[SUPPLIED INFORMATION]:
_ _ _ _ _ _ _
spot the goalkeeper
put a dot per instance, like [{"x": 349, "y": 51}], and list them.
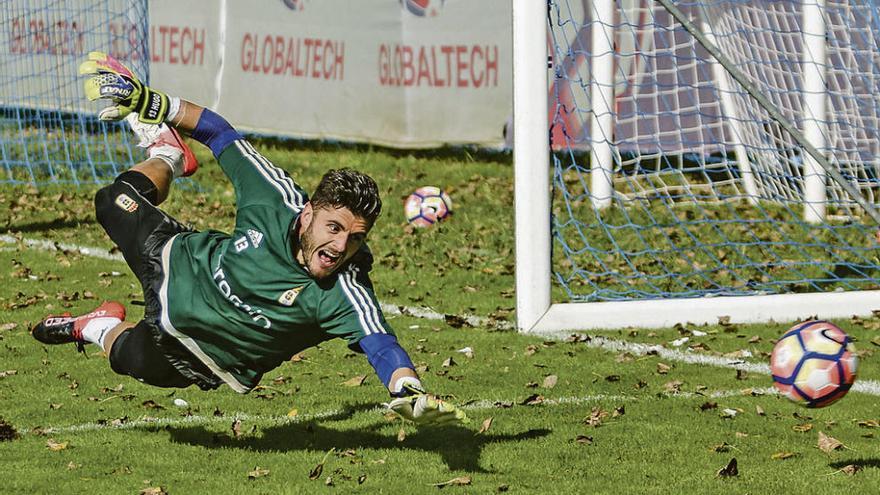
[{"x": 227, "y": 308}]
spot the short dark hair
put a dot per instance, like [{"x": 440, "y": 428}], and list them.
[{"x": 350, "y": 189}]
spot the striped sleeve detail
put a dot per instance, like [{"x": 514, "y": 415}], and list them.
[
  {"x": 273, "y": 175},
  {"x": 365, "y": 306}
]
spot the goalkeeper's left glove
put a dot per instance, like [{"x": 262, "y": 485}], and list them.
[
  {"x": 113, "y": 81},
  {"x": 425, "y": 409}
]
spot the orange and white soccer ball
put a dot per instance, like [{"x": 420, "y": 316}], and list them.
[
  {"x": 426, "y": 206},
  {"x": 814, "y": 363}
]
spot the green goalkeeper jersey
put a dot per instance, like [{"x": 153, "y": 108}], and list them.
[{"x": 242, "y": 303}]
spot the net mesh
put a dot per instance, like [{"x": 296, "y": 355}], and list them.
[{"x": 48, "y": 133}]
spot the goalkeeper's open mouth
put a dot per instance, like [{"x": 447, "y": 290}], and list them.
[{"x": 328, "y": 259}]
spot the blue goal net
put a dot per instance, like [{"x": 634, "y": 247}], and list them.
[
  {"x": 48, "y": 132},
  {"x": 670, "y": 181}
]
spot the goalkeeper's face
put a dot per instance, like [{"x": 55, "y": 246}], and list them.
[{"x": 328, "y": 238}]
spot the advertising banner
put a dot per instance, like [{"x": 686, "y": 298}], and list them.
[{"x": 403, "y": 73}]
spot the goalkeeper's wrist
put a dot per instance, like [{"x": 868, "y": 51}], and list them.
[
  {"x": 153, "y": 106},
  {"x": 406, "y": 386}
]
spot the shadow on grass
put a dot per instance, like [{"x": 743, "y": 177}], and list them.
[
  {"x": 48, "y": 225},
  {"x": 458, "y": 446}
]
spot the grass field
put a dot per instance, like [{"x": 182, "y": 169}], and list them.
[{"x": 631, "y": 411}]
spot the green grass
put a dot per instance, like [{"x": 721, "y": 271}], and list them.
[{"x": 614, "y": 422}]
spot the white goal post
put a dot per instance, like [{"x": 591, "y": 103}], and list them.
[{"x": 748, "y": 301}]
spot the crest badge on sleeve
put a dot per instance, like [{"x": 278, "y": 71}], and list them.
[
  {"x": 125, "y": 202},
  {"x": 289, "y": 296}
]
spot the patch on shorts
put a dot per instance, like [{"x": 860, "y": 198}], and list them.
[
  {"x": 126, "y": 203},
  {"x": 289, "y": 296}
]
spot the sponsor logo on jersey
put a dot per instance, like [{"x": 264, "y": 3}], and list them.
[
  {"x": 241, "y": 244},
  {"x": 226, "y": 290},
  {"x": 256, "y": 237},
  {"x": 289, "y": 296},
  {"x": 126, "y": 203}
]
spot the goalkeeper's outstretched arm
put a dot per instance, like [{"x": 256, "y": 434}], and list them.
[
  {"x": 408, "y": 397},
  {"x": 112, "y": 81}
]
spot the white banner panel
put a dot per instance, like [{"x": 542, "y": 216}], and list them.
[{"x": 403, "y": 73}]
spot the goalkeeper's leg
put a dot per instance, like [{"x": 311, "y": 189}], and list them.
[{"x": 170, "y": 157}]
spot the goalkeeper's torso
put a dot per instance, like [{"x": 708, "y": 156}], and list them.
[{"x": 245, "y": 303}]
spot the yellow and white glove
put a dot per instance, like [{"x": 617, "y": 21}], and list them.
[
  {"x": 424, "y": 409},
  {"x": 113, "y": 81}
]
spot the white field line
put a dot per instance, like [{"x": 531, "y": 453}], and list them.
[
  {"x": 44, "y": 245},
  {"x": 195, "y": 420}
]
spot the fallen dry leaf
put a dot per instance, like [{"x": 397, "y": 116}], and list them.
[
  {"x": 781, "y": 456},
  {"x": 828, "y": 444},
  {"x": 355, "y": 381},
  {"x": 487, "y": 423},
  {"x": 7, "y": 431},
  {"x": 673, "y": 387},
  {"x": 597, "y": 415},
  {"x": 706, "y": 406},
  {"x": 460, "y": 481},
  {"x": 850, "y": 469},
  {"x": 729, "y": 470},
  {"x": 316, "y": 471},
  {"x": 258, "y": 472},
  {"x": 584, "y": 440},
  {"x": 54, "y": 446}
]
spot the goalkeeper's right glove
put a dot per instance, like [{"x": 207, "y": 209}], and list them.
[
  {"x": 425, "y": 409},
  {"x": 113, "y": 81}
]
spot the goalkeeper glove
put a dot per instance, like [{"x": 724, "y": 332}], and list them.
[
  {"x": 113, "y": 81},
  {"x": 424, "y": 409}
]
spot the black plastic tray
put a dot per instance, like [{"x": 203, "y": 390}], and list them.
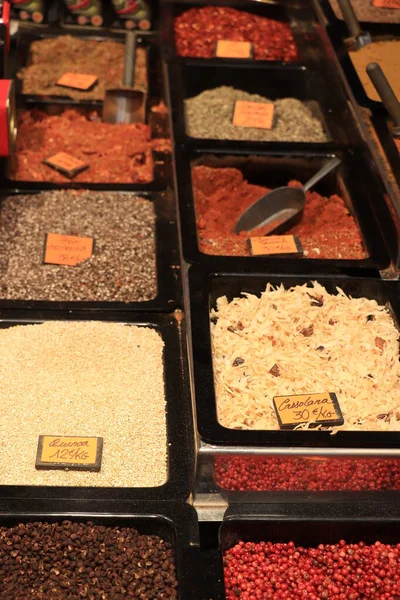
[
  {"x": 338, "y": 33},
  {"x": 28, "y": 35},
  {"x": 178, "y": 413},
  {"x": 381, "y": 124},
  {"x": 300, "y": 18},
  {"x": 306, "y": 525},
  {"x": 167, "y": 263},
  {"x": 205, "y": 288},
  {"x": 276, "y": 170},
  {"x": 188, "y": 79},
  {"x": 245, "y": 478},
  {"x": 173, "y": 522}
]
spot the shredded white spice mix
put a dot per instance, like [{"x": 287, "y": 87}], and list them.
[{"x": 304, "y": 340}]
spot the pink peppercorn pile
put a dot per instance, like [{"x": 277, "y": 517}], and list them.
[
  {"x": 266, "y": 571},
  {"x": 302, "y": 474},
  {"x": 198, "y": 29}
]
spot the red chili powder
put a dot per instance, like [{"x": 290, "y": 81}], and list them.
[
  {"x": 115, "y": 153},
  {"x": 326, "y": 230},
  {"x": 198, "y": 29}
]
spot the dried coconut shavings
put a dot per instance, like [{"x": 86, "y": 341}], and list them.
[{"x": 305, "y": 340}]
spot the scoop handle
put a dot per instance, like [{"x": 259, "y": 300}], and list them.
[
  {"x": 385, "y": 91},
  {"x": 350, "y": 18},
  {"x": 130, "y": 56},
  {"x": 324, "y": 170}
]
_ _ _ _ _ _ _
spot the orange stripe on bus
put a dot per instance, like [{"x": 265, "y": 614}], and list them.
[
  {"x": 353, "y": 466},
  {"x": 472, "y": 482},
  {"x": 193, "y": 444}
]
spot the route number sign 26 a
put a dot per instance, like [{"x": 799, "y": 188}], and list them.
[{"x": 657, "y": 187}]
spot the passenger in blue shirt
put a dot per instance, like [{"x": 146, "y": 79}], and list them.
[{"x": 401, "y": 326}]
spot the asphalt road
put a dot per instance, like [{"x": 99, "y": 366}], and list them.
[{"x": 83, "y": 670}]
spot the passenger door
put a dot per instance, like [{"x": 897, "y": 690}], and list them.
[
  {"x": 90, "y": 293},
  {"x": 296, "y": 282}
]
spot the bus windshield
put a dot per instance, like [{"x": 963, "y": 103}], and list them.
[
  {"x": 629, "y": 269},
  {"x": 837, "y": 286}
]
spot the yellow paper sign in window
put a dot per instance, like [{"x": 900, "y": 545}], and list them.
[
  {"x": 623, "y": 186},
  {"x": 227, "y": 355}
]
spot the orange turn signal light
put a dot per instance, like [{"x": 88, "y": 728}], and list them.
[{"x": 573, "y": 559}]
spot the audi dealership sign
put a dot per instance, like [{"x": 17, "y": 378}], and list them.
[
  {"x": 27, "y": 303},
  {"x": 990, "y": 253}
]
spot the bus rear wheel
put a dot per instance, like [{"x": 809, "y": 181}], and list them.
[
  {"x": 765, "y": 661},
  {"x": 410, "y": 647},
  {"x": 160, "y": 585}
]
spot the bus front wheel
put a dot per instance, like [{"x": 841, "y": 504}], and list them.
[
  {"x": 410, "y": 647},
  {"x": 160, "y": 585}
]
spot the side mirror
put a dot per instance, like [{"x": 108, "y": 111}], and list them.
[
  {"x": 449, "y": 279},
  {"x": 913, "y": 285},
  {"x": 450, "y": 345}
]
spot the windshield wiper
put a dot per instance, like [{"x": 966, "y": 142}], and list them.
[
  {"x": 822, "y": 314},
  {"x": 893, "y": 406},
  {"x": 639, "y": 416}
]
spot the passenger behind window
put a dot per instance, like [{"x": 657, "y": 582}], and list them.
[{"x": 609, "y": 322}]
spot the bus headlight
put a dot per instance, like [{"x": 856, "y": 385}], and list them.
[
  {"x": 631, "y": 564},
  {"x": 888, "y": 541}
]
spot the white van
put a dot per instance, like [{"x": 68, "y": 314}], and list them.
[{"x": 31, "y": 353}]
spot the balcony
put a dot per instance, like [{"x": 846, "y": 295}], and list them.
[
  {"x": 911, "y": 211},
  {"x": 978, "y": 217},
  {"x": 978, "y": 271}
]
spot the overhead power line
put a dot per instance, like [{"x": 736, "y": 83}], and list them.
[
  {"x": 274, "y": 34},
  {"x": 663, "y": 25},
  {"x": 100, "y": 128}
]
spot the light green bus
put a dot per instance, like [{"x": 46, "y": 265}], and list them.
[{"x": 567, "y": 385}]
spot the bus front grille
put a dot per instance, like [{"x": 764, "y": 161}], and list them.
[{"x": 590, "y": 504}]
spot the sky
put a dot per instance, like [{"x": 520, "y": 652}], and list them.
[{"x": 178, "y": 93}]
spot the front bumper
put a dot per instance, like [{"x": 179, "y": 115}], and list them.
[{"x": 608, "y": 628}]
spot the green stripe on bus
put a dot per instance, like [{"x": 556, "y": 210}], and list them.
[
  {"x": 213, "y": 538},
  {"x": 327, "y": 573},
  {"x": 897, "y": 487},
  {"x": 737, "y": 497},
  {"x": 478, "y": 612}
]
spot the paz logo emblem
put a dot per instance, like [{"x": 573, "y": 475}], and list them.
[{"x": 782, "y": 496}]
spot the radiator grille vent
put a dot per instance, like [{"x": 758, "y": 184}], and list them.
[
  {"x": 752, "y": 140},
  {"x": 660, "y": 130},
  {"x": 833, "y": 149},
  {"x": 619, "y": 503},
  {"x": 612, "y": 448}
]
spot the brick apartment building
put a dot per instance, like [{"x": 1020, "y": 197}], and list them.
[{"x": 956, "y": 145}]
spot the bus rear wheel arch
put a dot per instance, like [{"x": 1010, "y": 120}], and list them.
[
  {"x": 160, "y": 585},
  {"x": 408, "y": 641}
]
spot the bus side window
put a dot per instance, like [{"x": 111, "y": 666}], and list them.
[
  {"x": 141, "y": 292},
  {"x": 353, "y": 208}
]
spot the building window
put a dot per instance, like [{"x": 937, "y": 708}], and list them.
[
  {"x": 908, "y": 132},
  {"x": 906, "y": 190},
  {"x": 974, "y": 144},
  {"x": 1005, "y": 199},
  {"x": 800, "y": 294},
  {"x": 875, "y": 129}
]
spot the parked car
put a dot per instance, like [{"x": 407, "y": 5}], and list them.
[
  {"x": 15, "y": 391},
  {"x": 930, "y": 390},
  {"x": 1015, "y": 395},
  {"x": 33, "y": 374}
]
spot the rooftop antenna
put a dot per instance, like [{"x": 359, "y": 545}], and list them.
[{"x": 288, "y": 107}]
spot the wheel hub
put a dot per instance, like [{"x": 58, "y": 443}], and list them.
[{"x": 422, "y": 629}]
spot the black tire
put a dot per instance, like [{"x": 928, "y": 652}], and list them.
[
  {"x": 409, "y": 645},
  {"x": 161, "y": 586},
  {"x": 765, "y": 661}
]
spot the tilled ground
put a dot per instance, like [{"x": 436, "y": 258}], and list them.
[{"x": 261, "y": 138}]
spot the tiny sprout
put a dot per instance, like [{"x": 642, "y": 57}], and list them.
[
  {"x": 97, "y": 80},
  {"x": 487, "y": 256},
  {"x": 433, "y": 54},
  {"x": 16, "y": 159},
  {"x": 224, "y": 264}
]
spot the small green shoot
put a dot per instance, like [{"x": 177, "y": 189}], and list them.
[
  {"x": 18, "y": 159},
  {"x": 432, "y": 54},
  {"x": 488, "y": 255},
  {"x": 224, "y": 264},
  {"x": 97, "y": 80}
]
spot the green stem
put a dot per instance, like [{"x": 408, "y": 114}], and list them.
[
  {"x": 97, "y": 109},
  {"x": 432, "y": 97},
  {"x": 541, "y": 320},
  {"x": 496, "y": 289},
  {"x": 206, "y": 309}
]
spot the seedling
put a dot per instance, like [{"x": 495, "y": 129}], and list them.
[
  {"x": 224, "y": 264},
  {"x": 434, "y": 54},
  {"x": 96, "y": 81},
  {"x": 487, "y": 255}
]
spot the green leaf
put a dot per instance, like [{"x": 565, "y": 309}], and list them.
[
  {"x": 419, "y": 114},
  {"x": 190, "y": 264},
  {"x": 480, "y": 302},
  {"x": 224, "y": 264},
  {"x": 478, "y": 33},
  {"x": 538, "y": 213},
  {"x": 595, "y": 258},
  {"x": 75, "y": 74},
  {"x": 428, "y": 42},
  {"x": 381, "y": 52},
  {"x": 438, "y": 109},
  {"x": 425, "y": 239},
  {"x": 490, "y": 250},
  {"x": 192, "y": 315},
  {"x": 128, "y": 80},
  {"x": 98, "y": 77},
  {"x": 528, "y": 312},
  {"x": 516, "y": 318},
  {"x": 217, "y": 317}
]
_ _ _ _ _ _ _
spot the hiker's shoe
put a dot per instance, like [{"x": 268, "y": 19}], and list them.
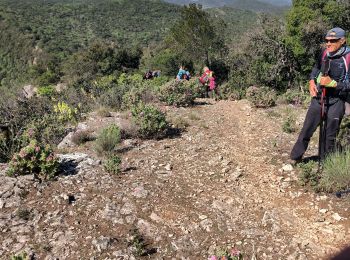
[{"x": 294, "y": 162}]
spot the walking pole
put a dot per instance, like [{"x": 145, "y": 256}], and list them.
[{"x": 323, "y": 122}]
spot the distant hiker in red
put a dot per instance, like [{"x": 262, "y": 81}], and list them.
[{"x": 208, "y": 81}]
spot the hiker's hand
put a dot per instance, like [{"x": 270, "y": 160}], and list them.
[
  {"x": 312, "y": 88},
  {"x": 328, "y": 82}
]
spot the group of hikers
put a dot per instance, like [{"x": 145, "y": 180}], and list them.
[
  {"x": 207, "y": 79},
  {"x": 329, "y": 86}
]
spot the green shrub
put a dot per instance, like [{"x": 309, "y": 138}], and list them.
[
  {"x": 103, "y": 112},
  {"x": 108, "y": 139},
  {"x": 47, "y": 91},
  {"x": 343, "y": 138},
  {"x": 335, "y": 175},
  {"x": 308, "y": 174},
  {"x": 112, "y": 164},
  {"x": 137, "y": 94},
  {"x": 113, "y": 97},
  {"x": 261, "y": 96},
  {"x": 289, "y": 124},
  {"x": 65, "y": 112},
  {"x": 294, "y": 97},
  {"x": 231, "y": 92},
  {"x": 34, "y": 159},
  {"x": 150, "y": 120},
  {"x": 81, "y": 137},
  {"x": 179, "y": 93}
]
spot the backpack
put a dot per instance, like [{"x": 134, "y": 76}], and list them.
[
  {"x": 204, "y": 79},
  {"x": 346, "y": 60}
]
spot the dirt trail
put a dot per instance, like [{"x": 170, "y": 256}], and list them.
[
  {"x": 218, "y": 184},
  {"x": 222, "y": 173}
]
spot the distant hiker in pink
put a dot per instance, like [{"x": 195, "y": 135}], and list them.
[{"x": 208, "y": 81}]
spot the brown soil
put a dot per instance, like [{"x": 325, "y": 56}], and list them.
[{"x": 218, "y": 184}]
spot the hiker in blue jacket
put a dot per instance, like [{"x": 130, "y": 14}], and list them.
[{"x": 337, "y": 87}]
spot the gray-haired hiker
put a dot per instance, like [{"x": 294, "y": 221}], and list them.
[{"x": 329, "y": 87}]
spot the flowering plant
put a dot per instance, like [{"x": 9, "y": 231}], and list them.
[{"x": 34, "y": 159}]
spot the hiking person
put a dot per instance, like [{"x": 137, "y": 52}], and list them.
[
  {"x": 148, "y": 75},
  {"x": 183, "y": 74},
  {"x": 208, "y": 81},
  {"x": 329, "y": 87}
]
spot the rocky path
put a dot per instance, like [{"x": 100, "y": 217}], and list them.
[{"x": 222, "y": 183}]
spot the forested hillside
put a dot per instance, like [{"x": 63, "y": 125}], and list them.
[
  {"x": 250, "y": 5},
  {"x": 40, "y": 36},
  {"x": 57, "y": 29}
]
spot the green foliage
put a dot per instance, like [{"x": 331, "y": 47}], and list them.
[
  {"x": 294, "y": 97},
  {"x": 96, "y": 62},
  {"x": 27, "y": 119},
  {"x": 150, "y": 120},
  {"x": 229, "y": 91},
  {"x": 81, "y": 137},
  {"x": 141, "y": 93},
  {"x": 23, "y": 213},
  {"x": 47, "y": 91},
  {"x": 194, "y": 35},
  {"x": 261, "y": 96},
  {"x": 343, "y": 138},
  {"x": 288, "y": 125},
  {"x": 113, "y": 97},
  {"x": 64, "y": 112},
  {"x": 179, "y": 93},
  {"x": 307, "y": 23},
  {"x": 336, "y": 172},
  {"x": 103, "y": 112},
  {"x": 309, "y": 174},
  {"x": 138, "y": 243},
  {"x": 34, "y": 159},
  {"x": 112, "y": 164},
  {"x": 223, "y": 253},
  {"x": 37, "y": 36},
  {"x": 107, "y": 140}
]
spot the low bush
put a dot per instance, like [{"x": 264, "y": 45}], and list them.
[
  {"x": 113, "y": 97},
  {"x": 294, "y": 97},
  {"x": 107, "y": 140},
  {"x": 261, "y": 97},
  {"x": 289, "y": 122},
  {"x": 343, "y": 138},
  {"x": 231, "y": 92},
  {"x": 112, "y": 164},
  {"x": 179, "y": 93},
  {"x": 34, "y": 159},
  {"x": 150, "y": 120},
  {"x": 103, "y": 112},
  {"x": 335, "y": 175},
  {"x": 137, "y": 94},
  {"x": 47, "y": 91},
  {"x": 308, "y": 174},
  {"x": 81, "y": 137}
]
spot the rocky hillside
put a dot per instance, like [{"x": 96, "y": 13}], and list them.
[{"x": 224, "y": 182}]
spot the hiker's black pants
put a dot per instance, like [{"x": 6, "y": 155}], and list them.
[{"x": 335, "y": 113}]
_ _ _ _ _ _ _
[YOUR GOAL]: Pull out every line of the records above that contains the string "window". Case counts, so a line matches only if it has that capitalization.

[ANSWER FOR THIS EXERCISE]:
spot the yellow paper sign in window
spot the passenger behind window
spot the bus side window
spot the building window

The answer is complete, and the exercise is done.